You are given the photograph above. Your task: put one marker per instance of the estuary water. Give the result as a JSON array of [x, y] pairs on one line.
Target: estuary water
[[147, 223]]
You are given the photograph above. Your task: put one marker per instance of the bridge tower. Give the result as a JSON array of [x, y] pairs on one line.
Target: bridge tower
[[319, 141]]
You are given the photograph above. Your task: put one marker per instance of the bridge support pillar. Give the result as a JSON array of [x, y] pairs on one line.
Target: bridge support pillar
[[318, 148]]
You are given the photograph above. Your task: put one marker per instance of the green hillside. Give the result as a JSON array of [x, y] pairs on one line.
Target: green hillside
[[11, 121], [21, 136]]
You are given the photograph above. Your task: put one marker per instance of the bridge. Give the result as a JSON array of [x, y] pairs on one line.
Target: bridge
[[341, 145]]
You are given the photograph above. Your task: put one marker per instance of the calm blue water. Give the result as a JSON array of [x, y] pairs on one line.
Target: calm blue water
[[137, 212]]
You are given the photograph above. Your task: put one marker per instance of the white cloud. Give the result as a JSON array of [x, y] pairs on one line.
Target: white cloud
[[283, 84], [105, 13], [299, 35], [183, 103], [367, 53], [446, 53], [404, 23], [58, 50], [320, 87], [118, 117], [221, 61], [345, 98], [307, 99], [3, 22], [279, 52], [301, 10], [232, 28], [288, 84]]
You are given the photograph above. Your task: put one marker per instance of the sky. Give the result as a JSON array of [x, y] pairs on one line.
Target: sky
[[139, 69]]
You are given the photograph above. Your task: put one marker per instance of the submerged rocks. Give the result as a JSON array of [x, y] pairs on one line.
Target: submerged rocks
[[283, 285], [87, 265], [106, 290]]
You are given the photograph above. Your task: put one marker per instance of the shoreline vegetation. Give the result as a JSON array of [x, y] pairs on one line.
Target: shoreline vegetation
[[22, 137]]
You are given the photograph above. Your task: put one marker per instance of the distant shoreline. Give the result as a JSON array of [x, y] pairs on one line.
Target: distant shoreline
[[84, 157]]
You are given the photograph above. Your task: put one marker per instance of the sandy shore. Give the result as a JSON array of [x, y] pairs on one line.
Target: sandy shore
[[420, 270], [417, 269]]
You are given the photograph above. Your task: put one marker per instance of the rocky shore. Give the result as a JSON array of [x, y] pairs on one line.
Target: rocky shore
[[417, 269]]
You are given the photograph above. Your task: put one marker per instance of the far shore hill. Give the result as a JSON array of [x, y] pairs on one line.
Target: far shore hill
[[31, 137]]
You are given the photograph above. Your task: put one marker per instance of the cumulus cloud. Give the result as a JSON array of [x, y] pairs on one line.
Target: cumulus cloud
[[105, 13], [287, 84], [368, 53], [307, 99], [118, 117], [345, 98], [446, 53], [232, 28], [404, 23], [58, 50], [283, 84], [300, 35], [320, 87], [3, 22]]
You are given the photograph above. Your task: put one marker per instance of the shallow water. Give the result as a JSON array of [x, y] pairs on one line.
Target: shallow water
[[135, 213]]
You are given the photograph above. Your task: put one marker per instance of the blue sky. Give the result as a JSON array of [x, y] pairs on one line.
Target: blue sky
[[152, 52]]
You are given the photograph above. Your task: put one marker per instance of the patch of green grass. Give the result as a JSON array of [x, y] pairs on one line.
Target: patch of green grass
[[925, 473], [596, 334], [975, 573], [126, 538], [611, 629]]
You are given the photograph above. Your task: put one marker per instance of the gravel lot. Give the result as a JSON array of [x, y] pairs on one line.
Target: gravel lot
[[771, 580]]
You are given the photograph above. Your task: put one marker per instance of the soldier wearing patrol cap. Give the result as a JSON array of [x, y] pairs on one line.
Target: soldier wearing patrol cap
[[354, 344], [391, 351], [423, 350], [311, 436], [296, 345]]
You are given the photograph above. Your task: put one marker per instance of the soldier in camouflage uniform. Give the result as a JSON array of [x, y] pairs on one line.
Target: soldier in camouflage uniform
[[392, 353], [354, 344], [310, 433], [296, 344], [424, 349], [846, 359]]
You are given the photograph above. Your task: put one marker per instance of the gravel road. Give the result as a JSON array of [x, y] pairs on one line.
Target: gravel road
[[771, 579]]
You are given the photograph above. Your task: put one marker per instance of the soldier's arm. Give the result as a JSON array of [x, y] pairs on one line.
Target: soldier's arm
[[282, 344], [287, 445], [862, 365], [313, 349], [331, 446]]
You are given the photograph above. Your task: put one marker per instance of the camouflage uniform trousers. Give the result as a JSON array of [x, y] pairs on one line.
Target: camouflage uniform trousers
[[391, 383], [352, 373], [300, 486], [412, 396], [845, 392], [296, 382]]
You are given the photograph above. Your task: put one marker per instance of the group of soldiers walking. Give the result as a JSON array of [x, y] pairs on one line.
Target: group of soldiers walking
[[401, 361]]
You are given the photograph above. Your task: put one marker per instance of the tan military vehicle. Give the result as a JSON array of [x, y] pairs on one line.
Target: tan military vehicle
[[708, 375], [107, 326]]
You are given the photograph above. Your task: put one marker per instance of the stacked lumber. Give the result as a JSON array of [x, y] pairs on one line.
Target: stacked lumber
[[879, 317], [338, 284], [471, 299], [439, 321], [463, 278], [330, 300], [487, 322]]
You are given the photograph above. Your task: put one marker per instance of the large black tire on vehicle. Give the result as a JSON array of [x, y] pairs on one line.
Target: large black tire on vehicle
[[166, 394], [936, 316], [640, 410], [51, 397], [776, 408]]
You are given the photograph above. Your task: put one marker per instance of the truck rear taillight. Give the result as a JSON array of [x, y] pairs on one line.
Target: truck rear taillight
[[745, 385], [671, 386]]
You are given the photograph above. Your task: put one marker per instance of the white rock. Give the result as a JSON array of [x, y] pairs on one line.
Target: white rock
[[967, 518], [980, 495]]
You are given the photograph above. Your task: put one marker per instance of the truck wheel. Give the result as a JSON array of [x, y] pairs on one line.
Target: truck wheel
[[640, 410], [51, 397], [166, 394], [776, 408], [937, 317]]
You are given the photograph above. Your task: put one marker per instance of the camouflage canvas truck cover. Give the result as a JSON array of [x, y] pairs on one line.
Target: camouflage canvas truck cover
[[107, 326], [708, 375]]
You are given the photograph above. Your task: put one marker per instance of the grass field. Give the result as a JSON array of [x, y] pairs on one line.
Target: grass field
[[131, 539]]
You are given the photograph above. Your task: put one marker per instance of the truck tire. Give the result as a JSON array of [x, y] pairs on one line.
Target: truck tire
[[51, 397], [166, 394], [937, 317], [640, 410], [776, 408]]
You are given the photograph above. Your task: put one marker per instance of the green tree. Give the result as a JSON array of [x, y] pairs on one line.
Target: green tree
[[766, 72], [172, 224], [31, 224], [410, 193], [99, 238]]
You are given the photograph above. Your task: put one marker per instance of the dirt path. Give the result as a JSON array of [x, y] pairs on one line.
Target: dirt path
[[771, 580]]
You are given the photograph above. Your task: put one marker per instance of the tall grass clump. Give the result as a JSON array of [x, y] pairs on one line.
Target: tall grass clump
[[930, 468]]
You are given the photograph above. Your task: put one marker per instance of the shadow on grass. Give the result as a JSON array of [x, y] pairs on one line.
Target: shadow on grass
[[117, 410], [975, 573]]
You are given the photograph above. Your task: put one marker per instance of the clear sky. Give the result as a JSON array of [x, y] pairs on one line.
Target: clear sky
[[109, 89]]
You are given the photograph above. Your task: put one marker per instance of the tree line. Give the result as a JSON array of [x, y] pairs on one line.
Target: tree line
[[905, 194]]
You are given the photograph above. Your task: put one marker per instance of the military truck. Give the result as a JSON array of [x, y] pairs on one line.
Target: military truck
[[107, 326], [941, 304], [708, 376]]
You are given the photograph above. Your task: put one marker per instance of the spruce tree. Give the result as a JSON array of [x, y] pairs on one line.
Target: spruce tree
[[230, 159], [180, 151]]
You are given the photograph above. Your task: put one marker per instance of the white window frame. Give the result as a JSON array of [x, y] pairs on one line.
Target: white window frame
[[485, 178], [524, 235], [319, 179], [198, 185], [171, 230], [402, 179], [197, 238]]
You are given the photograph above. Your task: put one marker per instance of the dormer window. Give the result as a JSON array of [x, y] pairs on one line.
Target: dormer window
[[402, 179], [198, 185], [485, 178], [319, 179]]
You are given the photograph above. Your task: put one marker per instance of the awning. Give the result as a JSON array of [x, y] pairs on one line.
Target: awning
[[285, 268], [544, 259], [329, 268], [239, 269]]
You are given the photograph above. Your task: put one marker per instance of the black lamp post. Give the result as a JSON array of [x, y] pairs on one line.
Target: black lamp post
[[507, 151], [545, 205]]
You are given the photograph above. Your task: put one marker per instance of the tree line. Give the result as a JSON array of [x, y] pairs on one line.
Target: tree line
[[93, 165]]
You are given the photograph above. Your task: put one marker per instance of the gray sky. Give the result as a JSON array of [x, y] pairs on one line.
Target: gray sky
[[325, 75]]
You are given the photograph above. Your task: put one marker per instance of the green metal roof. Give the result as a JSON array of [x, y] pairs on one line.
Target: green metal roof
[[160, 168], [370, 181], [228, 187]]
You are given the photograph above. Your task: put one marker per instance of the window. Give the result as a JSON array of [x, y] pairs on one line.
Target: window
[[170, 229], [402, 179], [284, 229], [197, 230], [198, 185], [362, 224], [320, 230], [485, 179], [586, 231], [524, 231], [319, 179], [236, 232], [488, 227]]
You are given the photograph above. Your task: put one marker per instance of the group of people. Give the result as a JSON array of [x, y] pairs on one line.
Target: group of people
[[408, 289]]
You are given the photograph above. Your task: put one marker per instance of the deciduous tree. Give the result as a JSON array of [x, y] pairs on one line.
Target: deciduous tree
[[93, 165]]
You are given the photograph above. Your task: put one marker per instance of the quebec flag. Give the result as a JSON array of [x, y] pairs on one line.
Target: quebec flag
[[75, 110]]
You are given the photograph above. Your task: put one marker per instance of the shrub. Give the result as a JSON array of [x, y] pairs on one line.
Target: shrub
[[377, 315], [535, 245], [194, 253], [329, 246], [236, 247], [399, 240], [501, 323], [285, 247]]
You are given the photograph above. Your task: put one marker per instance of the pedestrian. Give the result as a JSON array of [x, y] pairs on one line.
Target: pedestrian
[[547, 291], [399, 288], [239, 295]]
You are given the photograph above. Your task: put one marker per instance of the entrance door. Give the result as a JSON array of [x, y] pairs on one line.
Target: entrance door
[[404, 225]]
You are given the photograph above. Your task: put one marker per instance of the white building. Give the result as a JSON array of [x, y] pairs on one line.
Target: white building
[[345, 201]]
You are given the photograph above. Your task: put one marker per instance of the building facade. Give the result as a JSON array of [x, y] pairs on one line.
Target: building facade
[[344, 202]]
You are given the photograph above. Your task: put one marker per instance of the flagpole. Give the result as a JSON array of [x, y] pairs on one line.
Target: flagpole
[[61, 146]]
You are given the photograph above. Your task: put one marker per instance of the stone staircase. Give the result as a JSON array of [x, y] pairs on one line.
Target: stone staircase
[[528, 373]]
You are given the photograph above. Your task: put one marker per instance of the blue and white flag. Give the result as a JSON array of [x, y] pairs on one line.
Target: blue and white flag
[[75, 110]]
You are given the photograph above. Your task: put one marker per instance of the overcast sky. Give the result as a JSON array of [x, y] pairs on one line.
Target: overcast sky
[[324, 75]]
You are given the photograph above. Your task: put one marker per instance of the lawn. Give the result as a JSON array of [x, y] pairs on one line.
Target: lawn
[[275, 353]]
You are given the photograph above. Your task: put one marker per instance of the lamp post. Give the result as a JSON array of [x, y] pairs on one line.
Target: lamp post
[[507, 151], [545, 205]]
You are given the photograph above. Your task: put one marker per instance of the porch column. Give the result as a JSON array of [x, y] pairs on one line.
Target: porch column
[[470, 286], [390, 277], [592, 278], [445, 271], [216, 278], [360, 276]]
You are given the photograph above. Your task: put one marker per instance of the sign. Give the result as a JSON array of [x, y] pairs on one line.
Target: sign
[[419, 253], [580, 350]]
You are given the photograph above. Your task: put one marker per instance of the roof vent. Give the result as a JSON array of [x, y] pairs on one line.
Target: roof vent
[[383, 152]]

# [EXERCISE REQUIREMENTS]
Lines from the start of the entries through the one containing "of the submerged" are to be set down again exactly, both ends included.

# [ANSWER BOX]
You are given the photograph above. Your task: put one marker per instance of the estuary water. Give the result as a JSON array of [x, y] pairs on one line.
Target: estuary water
[[147, 223]]
You are given the photograph above. Your task: put one marker per instance of the bridge tower. Give the result as a JSON array of [x, y] pairs on one line.
Target: bridge tower
[[319, 141]]
You are given the photograph above. Your task: put one marker per instance of the bridge support pillar. Give the result as a JSON array of [x, y] pairs on one line.
Target: bridge support pillar
[[318, 148]]
You are given the photograph above. Your task: put one marker per instance of the green hillside. Give the result as a JSON array of [x, y] pairs on one line.
Target: green hillside
[[11, 121], [21, 136]]
You are given the photograph above. Your task: put one marker per instance of the bridge. Give the result as a JSON array of [x, y] pairs on one line.
Target: bridge
[[341, 145]]
You are given the photograph above. Your task: put one marker per instance of the calm blue water. Give the result as a JSON array of [x, y] pairs on one line.
Target: calm blue water
[[137, 212]]
You are given the photograph above. Your task: put one marker per instance of the white cloud. Give the result as a JSON array of [x, y] pairs on one line.
Target: white cloud
[[283, 84], [105, 13], [299, 35], [183, 103], [367, 53], [446, 53], [404, 23], [58, 50], [320, 87], [118, 117], [221, 61], [345, 98], [307, 99], [3, 22], [279, 52], [301, 10], [232, 28], [288, 84]]
You are given the photograph above. Your task: put one marker per instance of the sky. Give the result as a JSON array of [x, y] pairs on one line.
Target: sky
[[139, 69]]
You are given the photograph above. Your task: put one marker per instance of the submerged rocks. Give the result as a JSON array of [x, y] pairs on one line.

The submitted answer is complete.